- _SUPPLIED PASSAGE_

He's doing the same shit with Canada and milk. American "milk" doesn't even qualify as milk in Canada - has too many other ingredients like BGH and steroids and shit. But he wants us to buy his shitty undrinkable swill instead of buying our own hign quality dairy. No thanks!
Watch out for the UK government removing the requirement for Country Of Origin labelling on food. If even a whiff of it stinks up your nostrils then chlorinated US chicken will surely follow.
Studies have shown that washing food in chlorine doesn't actually work as US authorities think. It can put the bacteria into a survival state called VBNC, viable but non-culturable. This means labs cannot culture the bacteria to test for its presence, but it is present and can still cause illness. It hides the problem, allowing for lower safety practices in favor of productivity and profit. Here is one such study: https://journals.asm.org/doi/full/10.1128/mbio.00540-18
All you need to do to not need the chlorine wash is to not treat the animals so badly that they shit all over each other due to lack of space.
Improve their welfare improve the product, but no. Dollars come first.
The obnoxious thing is that most US chicken isn't even chlorine washed. We could easily just try to make a deal on air chilled chicken, which is actually a high quality American product, but that's not what Trump is interested in. He doesn't actually care about trade or American farmers - he just wants to make people shovel shit, because to him, a "deal" is all about forced compliance rather than mutual respect and compromise.
The first time around, I said I didn't want him dead because I wanted him to face justice. I wanted him to rot in a cell while he watched the world prosper without him in power and see his efforts dismantled.
Mentally, Donald is a toddler. Developing Long Covid and wasting away in his own filth wouldn't even jar him from his daily routine. He doesn't have the mental capacity to understand right and wrong. It's an absolute disgrace that homeless veterans freeze to death on the street while that asshat gets rushed to Walter Reed to get state-of-the-art treatment.
Companies pay loads of money to politicians to have them change the health and safety laws so they can make even more money. It's a time-honored American tradition.
I don't see it happening anytime soon. To rejoin, they woukd have to accept all the new rules, one of them is adopting the Euro as currency. I'm not sure the English voters would be willing to abandon the Pound. Scottish, Welsh an Irish, maybe.
There's more to just losing the pound than cultural attachment (though that's very real) it would also limit the UK's ability to dictate their monetary policy. Mind you ~25% of the EU don't use the Euro, not least of which is Denmark which has a similar opt out to what the UK used to have.

- _DATA SECTION_
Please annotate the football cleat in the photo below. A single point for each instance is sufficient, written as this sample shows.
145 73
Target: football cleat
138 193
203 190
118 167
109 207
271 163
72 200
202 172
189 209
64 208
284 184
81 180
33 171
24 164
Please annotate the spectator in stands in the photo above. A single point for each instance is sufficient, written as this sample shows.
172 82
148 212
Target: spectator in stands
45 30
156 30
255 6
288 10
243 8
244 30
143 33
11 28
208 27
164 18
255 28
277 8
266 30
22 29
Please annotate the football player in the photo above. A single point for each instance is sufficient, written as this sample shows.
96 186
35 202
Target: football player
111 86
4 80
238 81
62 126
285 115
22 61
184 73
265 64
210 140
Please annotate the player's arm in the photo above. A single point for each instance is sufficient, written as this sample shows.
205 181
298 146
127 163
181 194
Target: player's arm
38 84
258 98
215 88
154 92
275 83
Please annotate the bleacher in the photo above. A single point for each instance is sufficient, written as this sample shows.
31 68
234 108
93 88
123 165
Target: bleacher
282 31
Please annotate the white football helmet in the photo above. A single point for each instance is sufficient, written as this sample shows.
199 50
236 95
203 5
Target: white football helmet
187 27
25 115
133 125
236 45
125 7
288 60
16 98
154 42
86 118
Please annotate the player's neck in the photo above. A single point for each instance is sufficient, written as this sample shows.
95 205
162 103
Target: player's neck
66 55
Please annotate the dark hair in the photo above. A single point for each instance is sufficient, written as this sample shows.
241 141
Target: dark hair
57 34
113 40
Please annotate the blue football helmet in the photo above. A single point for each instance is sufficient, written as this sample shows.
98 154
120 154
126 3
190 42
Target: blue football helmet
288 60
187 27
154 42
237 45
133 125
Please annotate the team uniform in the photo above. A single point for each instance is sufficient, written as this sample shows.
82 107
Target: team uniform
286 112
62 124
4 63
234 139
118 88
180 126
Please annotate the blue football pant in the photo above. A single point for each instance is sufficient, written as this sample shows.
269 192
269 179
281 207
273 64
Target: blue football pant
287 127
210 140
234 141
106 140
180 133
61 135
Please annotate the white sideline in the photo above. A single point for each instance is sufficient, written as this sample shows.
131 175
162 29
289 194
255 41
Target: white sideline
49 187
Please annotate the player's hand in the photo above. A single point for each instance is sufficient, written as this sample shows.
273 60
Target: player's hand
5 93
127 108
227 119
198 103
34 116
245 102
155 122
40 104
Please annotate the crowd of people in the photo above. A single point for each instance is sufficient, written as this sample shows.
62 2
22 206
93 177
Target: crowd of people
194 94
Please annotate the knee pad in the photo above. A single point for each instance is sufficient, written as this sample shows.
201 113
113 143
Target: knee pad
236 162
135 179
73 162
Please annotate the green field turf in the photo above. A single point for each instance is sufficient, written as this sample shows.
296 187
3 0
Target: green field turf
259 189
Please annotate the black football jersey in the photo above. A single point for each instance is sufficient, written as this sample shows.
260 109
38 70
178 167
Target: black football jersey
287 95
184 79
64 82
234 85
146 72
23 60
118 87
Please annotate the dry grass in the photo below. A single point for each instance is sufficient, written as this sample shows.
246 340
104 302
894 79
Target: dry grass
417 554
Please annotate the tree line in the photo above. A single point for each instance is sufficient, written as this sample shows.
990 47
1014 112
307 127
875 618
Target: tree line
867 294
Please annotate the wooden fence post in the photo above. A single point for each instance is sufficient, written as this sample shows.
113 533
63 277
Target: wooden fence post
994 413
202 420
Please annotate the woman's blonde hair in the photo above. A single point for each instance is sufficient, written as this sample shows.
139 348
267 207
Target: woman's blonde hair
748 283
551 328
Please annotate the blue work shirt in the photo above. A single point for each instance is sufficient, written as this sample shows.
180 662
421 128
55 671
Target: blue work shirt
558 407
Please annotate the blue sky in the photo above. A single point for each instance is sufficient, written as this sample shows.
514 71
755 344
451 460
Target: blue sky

- _EXERCISE AIM_
Please continue the comment thread on chlorinated US chicken, trade, and rejoining the EU from the point where it stops.

- _SOLVED PROBLEM_
Not that I wouldn't welcome UK back (under equal conditions to all new-joiners, of course), speed-running is not something EU is capable of. Nor is UK. They will not like having to accept the same deal everyone else has to when they had a lot of exceptions for everything. It will take ages before some kind of agreement is reached.
Probably trying to make a buck off blighted fetid fowl.
[T]he U.S. discards nearly 60 million tons—or 120 billion pounds—of food annually, amounting to about 40% of the national food supply. This equates to 325 pounds of waste per person, or the equivalent of each American throwing away 975 average-sized apples every year. Alarmingly, food waste is the largest component of municipal solid waste in landfills, making up 22% of the total. The environmental cost is staggering, with food waste generating methane emissions that significantly contribute to climate change. - forbes link from jan '25
In case anyone was wondering, signs of avian flu at the market: bloody legs; slimy, filmy meat.
After reading the article, I'm left wondering how US food waste breaks down between originating from individual households vs grocery retailers, commercial retail food/restaurants and ag suppliers.
It's been a while, but I remember reading about how there's little incentive (maybe it's even prohibited?) for retailers to send reject and expiring food to food banks instead of throwing it out. I feel like this should be more of a concern considering the demand to food banks is probably going to increase rapidly while funding and donations will likely decrease with the current economic turmoil.
I suspect we could curb a significant amount of food waste by creating a pathway to divert food waste instead of disposing it outright. Of course, such pathway would need to meet food safety standards while providing a clear regulatory framework to address liability and logistical aspects to make it more profitable to divert vs dispose.
Anyone from outside of the shithole have any input on how this works in your country?